┌─ RECORD SET

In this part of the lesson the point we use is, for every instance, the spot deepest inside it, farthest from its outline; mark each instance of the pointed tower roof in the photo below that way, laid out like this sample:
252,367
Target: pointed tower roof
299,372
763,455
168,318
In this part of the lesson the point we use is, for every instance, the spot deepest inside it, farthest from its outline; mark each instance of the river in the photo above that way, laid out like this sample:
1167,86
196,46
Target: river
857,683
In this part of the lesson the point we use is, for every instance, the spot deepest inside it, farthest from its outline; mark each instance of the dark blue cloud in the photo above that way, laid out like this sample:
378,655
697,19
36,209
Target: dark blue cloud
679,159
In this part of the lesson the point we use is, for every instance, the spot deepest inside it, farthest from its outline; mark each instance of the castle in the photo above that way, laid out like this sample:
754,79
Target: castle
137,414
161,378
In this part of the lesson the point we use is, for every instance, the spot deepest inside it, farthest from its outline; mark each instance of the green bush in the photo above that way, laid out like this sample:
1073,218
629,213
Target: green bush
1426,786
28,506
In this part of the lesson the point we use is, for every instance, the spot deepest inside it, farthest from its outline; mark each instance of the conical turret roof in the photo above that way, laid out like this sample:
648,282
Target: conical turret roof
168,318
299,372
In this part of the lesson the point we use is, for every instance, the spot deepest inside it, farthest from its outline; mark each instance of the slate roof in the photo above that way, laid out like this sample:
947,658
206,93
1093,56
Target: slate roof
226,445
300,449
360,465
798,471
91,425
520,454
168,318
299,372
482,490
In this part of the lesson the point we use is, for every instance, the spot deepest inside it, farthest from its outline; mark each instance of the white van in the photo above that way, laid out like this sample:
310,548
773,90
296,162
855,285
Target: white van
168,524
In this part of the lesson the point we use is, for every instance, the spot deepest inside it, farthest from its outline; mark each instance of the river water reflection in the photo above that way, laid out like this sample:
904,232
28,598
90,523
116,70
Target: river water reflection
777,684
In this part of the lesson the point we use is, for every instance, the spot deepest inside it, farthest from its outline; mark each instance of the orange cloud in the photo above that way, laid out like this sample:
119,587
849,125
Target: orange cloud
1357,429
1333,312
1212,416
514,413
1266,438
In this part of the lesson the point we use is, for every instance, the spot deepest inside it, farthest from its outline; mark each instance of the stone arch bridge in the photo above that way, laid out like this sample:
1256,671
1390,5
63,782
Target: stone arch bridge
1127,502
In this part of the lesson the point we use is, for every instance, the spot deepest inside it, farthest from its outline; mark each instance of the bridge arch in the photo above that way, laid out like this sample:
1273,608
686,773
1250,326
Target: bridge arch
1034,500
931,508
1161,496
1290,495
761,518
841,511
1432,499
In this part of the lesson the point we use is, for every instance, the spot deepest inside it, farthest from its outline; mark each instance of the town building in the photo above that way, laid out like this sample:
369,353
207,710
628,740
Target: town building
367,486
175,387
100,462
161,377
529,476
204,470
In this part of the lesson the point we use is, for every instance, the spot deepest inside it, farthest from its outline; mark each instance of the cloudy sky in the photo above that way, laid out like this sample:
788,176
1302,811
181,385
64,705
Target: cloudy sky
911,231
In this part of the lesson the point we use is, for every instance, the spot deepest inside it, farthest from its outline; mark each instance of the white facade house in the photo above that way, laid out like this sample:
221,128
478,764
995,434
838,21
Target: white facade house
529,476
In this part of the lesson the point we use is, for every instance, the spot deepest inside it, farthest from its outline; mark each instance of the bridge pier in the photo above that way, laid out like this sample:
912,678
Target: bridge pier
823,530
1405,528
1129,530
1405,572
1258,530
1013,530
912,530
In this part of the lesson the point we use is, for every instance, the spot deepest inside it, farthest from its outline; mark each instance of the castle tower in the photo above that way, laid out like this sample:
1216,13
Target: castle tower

└─

STATED GOAL
Give the lines of the entries above as a JSON list of strings, one string per line, skipping blank lines. Start with the line containing "the castle tower" and continue through the end of the entries, including both the first and last lines.

TASK ANSWER
[
  "In this part of the lesson the point we use is, for every instance, the spot deepest inside it, farthest from its outline; mark each instance of the castle tower in the photo above that way, laid out like this sample:",
  "1216,13",
  "Target: castle tower"
]